Rows of box annotation data:

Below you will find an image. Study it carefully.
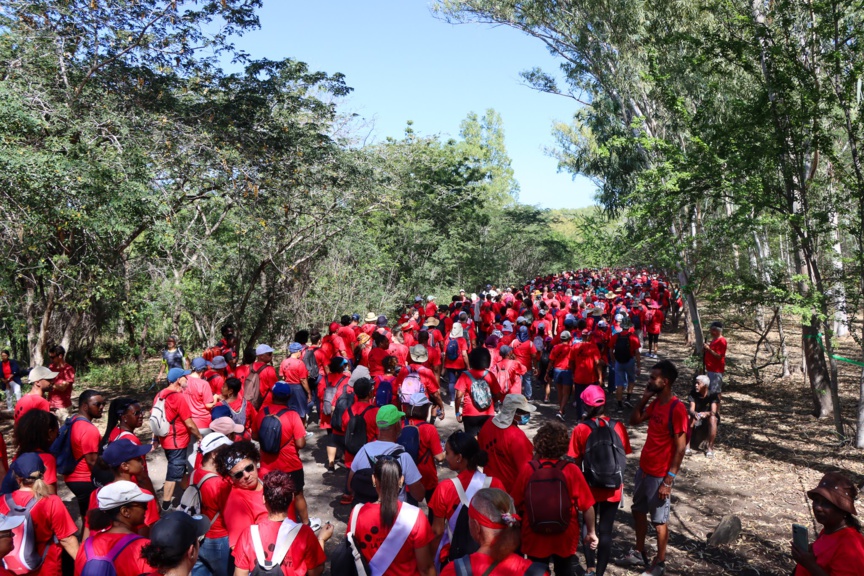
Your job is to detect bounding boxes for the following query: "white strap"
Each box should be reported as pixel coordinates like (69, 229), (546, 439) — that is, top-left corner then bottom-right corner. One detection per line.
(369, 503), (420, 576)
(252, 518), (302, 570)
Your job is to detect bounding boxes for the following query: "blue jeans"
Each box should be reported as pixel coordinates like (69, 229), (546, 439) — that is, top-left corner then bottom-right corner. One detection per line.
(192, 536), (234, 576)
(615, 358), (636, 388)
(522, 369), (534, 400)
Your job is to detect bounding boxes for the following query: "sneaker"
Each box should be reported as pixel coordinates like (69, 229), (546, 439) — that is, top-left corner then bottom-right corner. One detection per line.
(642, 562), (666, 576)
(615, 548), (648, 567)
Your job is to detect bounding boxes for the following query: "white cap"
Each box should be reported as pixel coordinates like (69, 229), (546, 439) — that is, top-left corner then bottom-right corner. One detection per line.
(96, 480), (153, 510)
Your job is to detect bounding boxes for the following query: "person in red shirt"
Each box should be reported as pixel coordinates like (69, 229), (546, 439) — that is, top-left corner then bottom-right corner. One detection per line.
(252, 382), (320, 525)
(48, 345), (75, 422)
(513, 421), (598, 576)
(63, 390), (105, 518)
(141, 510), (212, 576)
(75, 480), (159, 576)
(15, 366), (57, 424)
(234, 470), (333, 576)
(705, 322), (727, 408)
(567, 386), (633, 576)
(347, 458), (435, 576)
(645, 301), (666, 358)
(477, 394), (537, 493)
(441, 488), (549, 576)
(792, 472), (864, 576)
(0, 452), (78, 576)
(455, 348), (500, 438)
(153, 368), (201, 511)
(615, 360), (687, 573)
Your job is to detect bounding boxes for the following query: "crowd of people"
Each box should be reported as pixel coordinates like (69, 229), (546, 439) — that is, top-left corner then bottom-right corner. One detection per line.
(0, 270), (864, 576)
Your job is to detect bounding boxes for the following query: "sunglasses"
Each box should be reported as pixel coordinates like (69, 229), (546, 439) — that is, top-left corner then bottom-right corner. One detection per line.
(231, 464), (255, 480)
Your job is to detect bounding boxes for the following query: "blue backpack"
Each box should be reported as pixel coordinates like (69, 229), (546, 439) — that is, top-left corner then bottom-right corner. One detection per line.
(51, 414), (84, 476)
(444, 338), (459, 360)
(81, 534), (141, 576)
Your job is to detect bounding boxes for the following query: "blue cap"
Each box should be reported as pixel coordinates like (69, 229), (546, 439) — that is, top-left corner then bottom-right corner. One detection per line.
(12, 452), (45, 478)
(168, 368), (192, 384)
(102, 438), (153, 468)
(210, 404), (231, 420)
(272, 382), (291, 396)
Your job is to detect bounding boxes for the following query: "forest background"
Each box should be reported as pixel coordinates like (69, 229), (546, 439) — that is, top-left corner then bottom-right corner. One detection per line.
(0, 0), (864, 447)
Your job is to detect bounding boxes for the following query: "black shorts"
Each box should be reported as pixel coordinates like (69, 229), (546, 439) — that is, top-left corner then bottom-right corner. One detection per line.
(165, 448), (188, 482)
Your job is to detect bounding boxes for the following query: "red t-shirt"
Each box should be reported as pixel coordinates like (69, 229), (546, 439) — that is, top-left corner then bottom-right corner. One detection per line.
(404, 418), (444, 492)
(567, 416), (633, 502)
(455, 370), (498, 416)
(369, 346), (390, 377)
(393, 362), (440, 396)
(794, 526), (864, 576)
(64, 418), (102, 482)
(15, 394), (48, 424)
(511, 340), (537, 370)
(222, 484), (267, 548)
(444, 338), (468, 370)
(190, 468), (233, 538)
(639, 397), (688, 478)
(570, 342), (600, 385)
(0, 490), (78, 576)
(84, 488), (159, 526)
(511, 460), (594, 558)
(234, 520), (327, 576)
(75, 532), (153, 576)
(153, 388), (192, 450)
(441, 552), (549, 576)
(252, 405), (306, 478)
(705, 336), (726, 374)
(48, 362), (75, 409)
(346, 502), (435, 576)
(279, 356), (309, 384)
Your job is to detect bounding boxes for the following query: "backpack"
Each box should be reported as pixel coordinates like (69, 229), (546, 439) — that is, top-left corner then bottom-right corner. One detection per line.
...
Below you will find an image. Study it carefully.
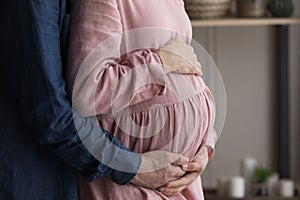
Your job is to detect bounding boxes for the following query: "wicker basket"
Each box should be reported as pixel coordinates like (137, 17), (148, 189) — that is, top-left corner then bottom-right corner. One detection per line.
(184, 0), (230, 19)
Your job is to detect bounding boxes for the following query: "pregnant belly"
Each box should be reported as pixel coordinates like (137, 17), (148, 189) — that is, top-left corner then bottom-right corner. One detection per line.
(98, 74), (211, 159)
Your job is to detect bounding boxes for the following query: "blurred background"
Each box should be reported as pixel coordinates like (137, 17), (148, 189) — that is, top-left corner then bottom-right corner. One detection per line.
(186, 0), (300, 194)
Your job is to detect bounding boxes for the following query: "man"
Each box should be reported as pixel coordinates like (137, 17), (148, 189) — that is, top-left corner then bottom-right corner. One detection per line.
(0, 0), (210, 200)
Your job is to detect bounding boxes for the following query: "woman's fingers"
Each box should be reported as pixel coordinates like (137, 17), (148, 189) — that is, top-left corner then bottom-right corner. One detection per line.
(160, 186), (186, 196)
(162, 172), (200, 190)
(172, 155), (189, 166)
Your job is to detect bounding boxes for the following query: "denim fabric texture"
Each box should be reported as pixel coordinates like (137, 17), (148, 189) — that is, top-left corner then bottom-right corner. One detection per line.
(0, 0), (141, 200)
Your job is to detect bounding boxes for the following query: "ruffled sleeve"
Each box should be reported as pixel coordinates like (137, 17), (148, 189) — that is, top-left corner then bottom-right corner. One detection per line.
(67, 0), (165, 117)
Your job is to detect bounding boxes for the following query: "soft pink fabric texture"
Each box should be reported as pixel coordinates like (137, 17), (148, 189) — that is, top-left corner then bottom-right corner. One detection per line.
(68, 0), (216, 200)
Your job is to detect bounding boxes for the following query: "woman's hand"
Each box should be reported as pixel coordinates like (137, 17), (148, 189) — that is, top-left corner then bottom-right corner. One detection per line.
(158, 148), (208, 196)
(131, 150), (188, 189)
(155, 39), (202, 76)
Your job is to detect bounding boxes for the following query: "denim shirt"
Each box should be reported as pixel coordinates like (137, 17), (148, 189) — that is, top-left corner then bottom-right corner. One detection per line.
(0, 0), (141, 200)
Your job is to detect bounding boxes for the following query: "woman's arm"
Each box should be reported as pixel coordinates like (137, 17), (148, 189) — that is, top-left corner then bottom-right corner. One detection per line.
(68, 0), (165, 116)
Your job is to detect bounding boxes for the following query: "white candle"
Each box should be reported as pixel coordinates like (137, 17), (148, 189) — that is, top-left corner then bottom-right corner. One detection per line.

▶ **Brief**: Locate every line in the rows above that contains the string "white", and copy each of those lines.

▶ **Answer in full**:
Your job is to detect bounding boxes for the following query: "white strap"
Your job is to detect bounding boxes for the following query: "white cap"
Your job is to detect bounding boxes for the following query: "white candle"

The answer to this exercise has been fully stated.